start
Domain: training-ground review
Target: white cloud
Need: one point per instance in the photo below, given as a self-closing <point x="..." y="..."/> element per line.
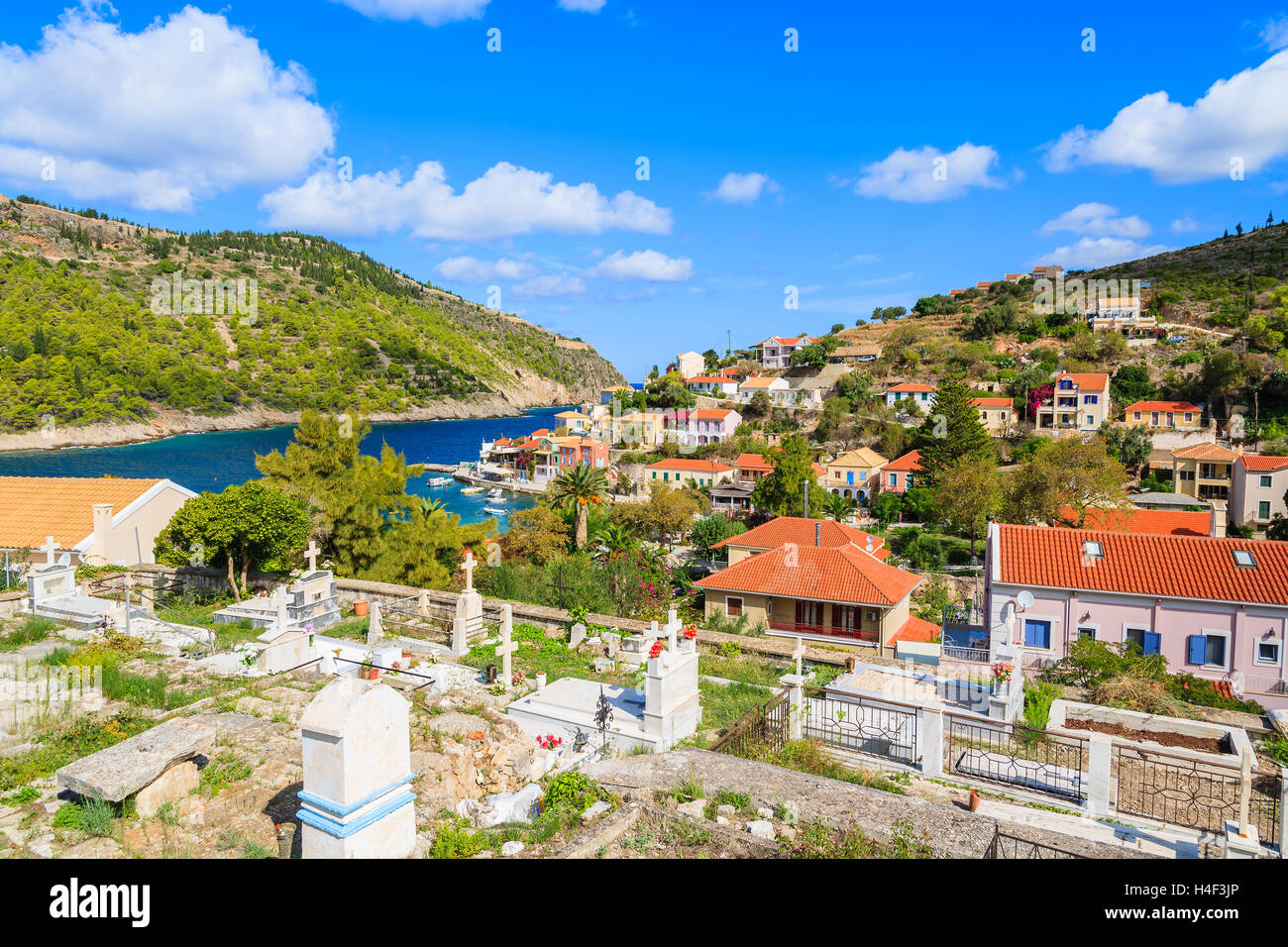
<point x="147" y="119"/>
<point x="1096" y="221"/>
<point x="503" y="202"/>
<point x="473" y="270"/>
<point x="742" y="188"/>
<point x="1274" y="34"/>
<point x="552" y="285"/>
<point x="1241" y="118"/>
<point x="1091" y="253"/>
<point x="428" y="12"/>
<point x="928" y="174"/>
<point x="645" y="264"/>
end
### Short task
Reproduce every line of the items above word for word, omitting the pictures.

### Finished task
Domain: training-ground review
Target: white cloud
Need: one point per instance in the photo below, given as a self-closing <point x="..." y="..."/> element per line.
<point x="147" y="119"/>
<point x="1096" y="221"/>
<point x="503" y="202"/>
<point x="473" y="270"/>
<point x="742" y="188"/>
<point x="1274" y="34"/>
<point x="552" y="285"/>
<point x="1241" y="118"/>
<point x="1091" y="253"/>
<point x="428" y="12"/>
<point x="928" y="174"/>
<point x="645" y="264"/>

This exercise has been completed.